**EXERCISE DETAILS**. Please repeat the section of the Rician distribution thread word for word, starting at "Since $Z$ is" and ending at "suitable $\nu$ and $\theta$.".

--- start of PASSAGE ---

2
$\begingroup$

Assuming two uncorrelated random variable (RVs) with Gaussian distributions $x\sim N(m_1,s)$ and $y\sim N(m_2,s)$, so with non-zero mean and same variance, what is the distribution of $z=\sqrt{(x^2 + y^2)}$? Is there a known parametric distribution for z?

I have already researched this problem, but I am not sure whether z is a Rician distributed RV. It has been proven that z is Ricianly distributed only when x OR y have a zero mean, because they are considered to be circular bivariate RVS in these demonstrations. I would like to know if the Ricean distribution holds when BOTH uncorrelated Gaussian RVs x and y have non-zero means.

All ideas are welcome! Thank you!

  • 0
    A [similar question](http://stats.stackexchange.com/q/9220/6633) is being discussed on stats.SE right now2012-03-26
  • 0
    The title does not describe the question.2013-02-28
  • 0
    The question omits information on the joint distribution, saying only that they are Gaussian and uncorrelated. I can show you pairs of uncorrelated Gaussians that are nowhere near being bivariate Gaussian. If they're bivariate Gaussian and uncorrelated, then they're actually independent.2013-09-13

1 Answers 1

2

Since $Z$ is simply the distance from the origin to a bivariate Gaussian random variable, you can in effect get one of the means to zero by rotation without affecting this distance or the independence of $X'$ and $Y'$, so the answer is yes: one mean goes to zero while the other goes to $\sqrt{\mu_X^2 + \mu_Y^2}$.

Wikipedia sets out this result when talking about a Rice distribution or Rician distribution:

$R \sim \mathrm{Rice}\left(\nu,\sigma\right)$ has a Rice distribution if $R = \sqrt{X^2 + Y^2}$ where $X \sim N\left(\nu\cos\theta,\sigma^2\right)$ and $Y \sim N\left(\nu \sin\theta,\sigma^2\right)$ are statistically independent normal random variables and $\theta$ is any real number.

Clearly you can set $\nu\cos\theta$ and $\nu\sin\theta$ to any real values by choosing suitable $\nu$ and $\theta$.

--- end of PASSAGE ---
--- start of ITEMS ---

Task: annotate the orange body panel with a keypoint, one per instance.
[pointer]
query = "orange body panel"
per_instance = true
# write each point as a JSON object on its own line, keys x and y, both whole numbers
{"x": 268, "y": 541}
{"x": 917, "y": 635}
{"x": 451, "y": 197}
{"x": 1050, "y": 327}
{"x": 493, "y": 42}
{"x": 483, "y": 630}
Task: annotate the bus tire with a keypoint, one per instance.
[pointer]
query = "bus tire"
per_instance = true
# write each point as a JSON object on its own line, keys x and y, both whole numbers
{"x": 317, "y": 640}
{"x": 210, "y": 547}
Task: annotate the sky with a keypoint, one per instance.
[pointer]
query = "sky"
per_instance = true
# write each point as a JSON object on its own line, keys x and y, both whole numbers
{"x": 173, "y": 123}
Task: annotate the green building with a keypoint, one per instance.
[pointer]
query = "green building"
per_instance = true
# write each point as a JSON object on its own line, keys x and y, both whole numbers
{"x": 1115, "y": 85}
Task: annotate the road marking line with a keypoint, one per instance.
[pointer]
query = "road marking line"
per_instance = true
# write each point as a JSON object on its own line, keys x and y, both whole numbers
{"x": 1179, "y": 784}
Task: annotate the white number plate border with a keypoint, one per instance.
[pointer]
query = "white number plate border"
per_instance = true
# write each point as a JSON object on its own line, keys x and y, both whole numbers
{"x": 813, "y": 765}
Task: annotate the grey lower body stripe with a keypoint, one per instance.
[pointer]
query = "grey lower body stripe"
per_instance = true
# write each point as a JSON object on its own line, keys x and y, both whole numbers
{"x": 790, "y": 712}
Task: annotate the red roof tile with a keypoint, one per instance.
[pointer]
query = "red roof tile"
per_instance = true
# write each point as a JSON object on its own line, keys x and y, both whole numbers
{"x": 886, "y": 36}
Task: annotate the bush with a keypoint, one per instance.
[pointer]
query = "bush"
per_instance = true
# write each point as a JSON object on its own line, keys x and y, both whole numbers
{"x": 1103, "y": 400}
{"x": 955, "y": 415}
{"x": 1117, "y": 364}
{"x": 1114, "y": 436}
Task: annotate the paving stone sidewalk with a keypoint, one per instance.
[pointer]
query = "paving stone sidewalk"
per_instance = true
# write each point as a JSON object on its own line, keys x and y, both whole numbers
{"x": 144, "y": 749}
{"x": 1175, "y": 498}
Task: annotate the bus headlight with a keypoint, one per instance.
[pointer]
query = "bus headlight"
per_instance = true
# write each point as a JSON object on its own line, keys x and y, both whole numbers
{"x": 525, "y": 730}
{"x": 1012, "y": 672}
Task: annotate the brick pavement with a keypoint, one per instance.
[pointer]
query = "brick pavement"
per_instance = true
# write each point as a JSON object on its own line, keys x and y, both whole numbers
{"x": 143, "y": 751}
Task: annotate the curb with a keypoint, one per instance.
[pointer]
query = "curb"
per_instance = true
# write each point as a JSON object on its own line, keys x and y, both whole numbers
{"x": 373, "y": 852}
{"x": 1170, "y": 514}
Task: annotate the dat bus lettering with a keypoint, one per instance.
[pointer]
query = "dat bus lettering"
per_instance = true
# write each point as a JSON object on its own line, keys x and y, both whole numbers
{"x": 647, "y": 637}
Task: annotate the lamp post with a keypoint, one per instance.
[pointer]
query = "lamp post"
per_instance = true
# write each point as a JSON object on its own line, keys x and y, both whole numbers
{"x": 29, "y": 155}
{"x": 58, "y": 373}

--- end of ITEMS ---

**SOLUTION**.
Since $Z$ is simply the distance from the origin to a bivariate Gaussian random variable, you can in effect get one of the means to zero by rotation without affecting this distance or the independence of $X'$ and $Y'$, so the answer is yes: one mean goes to zero while the other goes to $\sqrt{\mu_X^2 + \mu_Y^2}$.

Wikipedia sets out this result when talking about a Rice distribution or Rician distribution:

$R \sim \mathrm{Rice}\left(\nu,\sigma\right)$ has a Rice distribution if $R = \sqrt{X^2 + Y^2}$ where $X \sim N\left(\nu\cos\theta,\sigma^2\right)$ and $Y \sim N\left(\nu \sin\theta,\sigma^2\right)$ are statistically independent normal random variables and $\theta$ is any real number.

Clearly you can set $\nu\cos\theta$ and $\nu\sin\theta$ to any real values by choosing suitable $\nu$ and $\theta$.